━━ Page ━━
5.4 Mix Tasks as Single-File Modules

55 Mix tasks, each in its own file. Convention:

  • One task = one file
  • Module name determines task name: Mix.Tasks.Deps.Cleandeps.clean
  • @shortdoc for brief help, @moduledoc for full docs
  • @recursive true for umbrella traversal

5.5 ExUnit CaseTemplate (Extension Pattern)

The ExUnit.CaseTemplate is how Elixir's test framework supports extension — you define a module that uses CaseTemplate, and test modules use YourModule to inherit setup callbacks and helpers.

This is the same pattern Phoenix uses for ConnCase and DataCase. It originates from ExUnit itself — the framework demonstrates its own extension point.

5.6 Logger: Erlang Integration Done Right

PR #9333 (Sep 2019, merged Nov 2019): "Use Erlang's logger as main logging implementation." The Elixir Logger was rewritten to sit on top of Erlang's :logger module rather than reimplementing log dispatch.

Convention: When OTP provides infrastructure, wrap it rather than replace it. The compatibility layer translates Erlang log messages to Elixir format, but dispatch/filtering/handlers are OTP's.


6. PR Discussion Patterns

JSON.Encoder (PR #14021, Dec 2024)

38 review comments, 13 days to merge. Key debate:

sabiwara asked: "What is the reason we went with a different API than Jason?" — questioning why the stdlib JSON module doesn't mirror the dominant community library.

michalmuskala (Jason author): "Once 1.18 is released with the new JSON module, I plan to make a new release of Jason with some small fixes and then effectively deprecate it."

Lesson: When stdlib absorbs community library functionality, the community library author participates in the review. Jason's author blessed the replacement and planned deprecation. This is how healthy ecosystem evolution works.

Duration (PR #13385, Mar-Apr 2024)

75 comments + 116 review comments. The most debated PR in recent Elixir history.

Pattern: Community contributor (@tfiedlerdejanze) opened a PR adding Date.shift/2. José redirected to a broader Duration type. The contributor iterated through multiple designs.

José's key intervention: "I would rather prefer to pass a Duration to Calendar.ISO.shift_date, if we ever have such a type, rather than a keyword list." — refusing a simpler PR because it would lock in a suboptimal API before the full design was clear.

Lesson: The BDFL model means one person can say "this is the wrong abstraction" and redirect months of work. The PR took 33 days and several complete rewrites. The result was better because someone held the line on "solve the whole problem, not just the immediate pain."

Formatter (PR #6639, Oct 2017)

Zero comments. Merged in 1 hour. 2,605 lines of new code.

Lesson: BDFL-driven projects can ship massive foundational changes with no review. José was both the author and the authority. This is the opposite of CockroachDB's Handle PR (2.5 months, extensive debate). Neither model is wrong — it depends on team structure and trust level.
━━━
### Tasks to carry out
[1] According to the Elixir notes, how long did the JSON.Encoder PR take to merge?
[2] Write out everything in the Elixir notes from "Lesson: When stdlib" down to "recent Elixir history.".
The listing has nothing to do with the Elixir notes.
━━ Provided data ━━
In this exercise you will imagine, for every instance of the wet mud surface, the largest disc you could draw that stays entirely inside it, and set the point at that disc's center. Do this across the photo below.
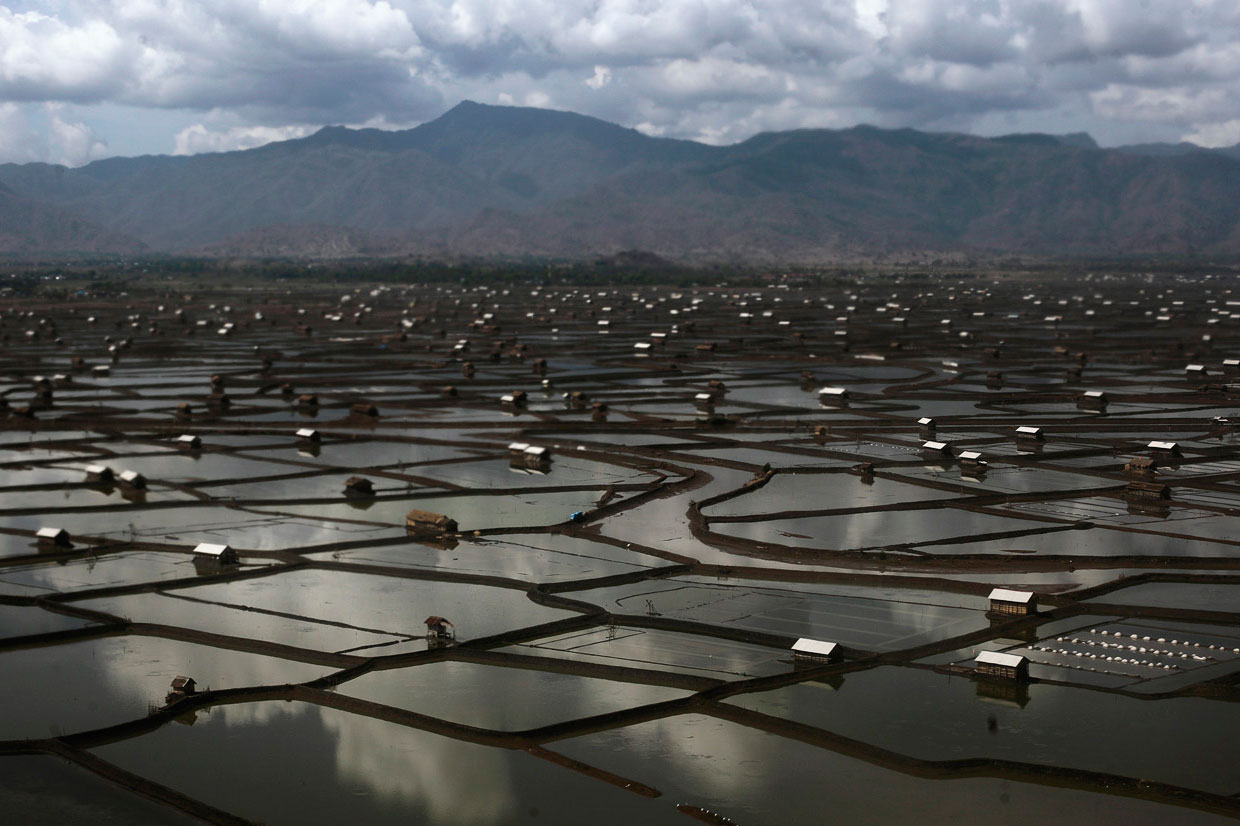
(649, 495)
━━━
### Solutions in order
[1] 13 days.

[2]
Lesson: When stdlib absorbs community library functionality, the community library author participates in the review. Jason's author blessed the replacement and planned deprecation. This is how healthy ecosystem evolution works.

Duration (PR #13385, Mar-Apr 2024)

75 comments + 116 review comments. The most debated PR in recent Elixir history.